» **Daftar Tugas**
1. Jawab pertanyaan berikut berdasarkan kutipan tentang energi biogas.
(a) Menurut Oni, selain pemerintah, pihak mana saja yang perlu dilibatkan dalam pengembangan bauran energi?
(b) Apa saja yang harus rutin dicampur sebelum masuk digester?
(c) Limbah dari industri apa yang akan dimanfaatkan Dinas ESDM Provinsi Jawa Timur sebagai bahan baku biogas?
2. Tuliskan lanjutan kutipan tentang energi biogas, dimulai setelah kalimat terakhirnya.

» **Kutipan Pilihan**
Gubug Lazaris di Pare, Kediri, menghadirkan pertanian organik sekaligus memaksimalkan potensi energi surya dan biogas. Foto: Petrus Riski/Mongabay Indonesia

 

Pengembangan bauran energi, kata Oni, seharusnya tidak hanya mengandalkan pemerintah, baik pusat, daerah, serta BUMN, namun juga melibatkan swasta dan masyarakat secara mandiri. Ini penting, agar masyarakat merasa ikut memiliki dan membutuhkan sehingga keberlangsungannya terjaga.

“Untuk biogas, butuh terus menerus penanganannya. Kotoran sapi dan air harus rutin dicampur sebelum masuk digester. Tidak boleh dibiarkan mangkrak.”

Selain biogas dari kotoran sapi, Dinas ESDM Provinsi Jawa Timur saat ini tengah melakukan survei pada daerah yang terdapat industri tahu. Dari limbah industri tahu, nantinya akan dimanfaatkan sebagai bahan baku energi biogas. Potensi industri ini menjadi jaminan kesinambungan antara sumber daya, dengan kebutuhan masyarakat atau dunia usaha yang memerlukan biogas sebagai energi alternatif.

(Catatan dataset)

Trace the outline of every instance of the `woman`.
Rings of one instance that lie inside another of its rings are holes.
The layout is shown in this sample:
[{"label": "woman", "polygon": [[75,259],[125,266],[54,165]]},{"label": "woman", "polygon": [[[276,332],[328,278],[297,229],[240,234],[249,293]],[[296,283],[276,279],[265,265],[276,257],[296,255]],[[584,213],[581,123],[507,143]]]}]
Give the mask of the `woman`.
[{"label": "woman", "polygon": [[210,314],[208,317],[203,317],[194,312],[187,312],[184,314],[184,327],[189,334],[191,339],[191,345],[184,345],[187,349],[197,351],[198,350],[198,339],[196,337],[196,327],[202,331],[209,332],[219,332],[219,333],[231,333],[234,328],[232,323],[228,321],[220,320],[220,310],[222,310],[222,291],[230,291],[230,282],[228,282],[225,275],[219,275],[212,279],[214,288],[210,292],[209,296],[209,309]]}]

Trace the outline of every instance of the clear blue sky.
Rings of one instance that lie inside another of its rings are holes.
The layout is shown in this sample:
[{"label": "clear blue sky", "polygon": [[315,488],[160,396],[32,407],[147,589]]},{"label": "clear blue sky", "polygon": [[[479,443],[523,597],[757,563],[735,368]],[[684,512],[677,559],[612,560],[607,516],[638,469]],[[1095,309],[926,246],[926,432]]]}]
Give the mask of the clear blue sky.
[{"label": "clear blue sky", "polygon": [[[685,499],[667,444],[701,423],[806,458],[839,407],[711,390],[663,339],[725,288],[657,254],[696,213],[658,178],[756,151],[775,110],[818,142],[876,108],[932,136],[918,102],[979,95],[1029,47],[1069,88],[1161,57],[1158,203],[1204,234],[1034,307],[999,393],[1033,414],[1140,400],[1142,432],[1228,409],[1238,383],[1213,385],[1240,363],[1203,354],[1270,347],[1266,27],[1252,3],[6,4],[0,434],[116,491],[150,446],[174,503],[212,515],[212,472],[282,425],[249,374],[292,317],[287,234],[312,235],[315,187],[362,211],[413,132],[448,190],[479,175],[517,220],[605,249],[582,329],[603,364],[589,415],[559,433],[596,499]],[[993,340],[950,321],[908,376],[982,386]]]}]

» **Kunci Jawaban**
1.
(a) Swasta dan masyarakat secara mandiri.
(b) Kotoran sapi dan air.
(c) Industri tahu.

2.
“Ini adak dilakukan, karena dibutuhkan sebagai pengganti bahan bakar. Arahnya ke sana dan sangat mungkin untuk diteruskan,” katanya.

Pemerintah, lanjut Oni, akan selalu mendukung dengan memberikan stimulus kepada masyarakat yang mau beralih memanfaatkan energi terbarukan sebagai alternatif energi. Namun, masyarakat perlu memiliki perencanaan yang matang bila hendak menjadikan energi terbarukan sebagai alternatif. Terlebih dalam hal keberlangsungan energi terbarukan guna memenuhi kebutuhan energi masyarakat.